Could you transcribe the material below exactly, without leaving out a single line?

**Provided data**
'''

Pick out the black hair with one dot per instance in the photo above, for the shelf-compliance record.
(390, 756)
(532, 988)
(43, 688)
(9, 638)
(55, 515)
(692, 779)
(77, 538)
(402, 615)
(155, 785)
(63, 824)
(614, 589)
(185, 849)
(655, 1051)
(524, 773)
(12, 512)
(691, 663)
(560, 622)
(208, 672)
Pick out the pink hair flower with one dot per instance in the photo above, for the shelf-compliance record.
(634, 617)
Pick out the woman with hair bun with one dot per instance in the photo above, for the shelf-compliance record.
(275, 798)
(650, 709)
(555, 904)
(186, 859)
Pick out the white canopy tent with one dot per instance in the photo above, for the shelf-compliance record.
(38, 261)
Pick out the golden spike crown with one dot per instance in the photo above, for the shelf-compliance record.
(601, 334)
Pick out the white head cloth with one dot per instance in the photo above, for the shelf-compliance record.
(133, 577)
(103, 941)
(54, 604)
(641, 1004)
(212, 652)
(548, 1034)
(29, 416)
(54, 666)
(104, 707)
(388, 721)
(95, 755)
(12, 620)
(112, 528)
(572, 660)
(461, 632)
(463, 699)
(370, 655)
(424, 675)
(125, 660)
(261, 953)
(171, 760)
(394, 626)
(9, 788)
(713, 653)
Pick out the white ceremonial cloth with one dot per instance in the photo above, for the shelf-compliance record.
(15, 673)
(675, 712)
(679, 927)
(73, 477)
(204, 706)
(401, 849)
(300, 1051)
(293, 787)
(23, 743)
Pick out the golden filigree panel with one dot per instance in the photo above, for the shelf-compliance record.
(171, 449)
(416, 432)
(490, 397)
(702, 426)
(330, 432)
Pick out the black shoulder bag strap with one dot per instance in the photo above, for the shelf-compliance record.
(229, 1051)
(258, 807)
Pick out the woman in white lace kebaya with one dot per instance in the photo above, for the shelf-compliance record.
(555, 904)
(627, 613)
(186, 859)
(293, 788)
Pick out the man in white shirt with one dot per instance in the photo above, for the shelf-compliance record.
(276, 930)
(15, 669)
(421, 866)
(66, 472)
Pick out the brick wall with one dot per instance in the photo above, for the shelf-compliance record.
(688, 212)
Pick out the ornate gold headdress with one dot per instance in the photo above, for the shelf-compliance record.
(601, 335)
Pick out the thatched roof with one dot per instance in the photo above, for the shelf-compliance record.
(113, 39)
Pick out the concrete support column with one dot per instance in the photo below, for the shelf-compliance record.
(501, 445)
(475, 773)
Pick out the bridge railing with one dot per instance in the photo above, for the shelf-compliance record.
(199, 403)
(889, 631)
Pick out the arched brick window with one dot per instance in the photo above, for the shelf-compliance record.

'''

**Solution**
Pick out the black hair with one dot per instance in the photo above, for the shelf-compliance record.
(390, 756)
(532, 988)
(43, 688)
(9, 638)
(55, 515)
(692, 779)
(77, 538)
(402, 615)
(155, 785)
(63, 824)
(614, 589)
(185, 849)
(655, 1051)
(524, 773)
(12, 512)
(691, 663)
(560, 622)
(208, 672)
Pick out the pink hair flower with one dot per instance in the photo above, for the shelf-compliance record.
(634, 617)
Pick out the woman with hair bun with one dot per instance in the photo above, for the shelf-compliance record.
(275, 798)
(650, 709)
(555, 904)
(186, 859)
Pick out the white canopy tent with one dot per instance in the photo above, for the shelf-compliance record.
(38, 261)
Pick out the golden spike crown with one dot per instance in the photo above, for the shelf-compliance record.
(601, 334)
Pick out the white head cloth with one dot per instance in the photo above, for the shelf-compliance record.
(133, 577)
(103, 941)
(54, 604)
(641, 1004)
(212, 652)
(548, 1034)
(29, 416)
(54, 666)
(104, 707)
(388, 721)
(95, 755)
(12, 620)
(112, 528)
(572, 660)
(461, 632)
(463, 699)
(370, 655)
(424, 675)
(125, 660)
(261, 953)
(171, 760)
(394, 626)
(9, 788)
(713, 653)
Pick out the white ceremonial cloth with one dot per instance in the photo above, for the shelf-compliance record.
(15, 673)
(675, 712)
(679, 927)
(73, 477)
(204, 706)
(401, 849)
(300, 1051)
(293, 787)
(23, 743)
Pick out the golden filigree panel with one dot per instance in the photo above, for the shelf-compliance record.
(171, 449)
(416, 432)
(490, 397)
(702, 426)
(330, 432)
Pick out the black shoulder bag strap with one dot per instance in the photo above, for the shelf-compliance record.
(229, 1051)
(258, 807)
Pick out the woman in white lace kebaya with one dot per instance in the photo above, for the shelf-compliance record.
(555, 904)
(627, 613)
(186, 859)
(293, 788)
Pick out the man in white shirt with one dot per instance in the photo above, for the shelf-compliance record.
(276, 930)
(15, 669)
(421, 866)
(66, 472)
Pick out the brick wall with one dot per instance in the photo above, for the shelf-compliance record.
(688, 212)
Pick out the ornate gold headdress with one dot per instance in the photo above, for the shelf-compliance record.
(601, 335)
Pick out the thatched roof with one dot per instance in the photo above, for the shelf-compliance record.
(113, 39)
Pick out the concrete support column with one dot per instance in the photo below, for the shelf-compliance record.
(501, 445)
(475, 773)
Pick out the bridge railing with one dot per instance in the photo above, for the shelf-compliance record.
(199, 403)
(889, 631)
Pick out the arched brick window with one dot per instance in the photo above, for the shelf-compliance record.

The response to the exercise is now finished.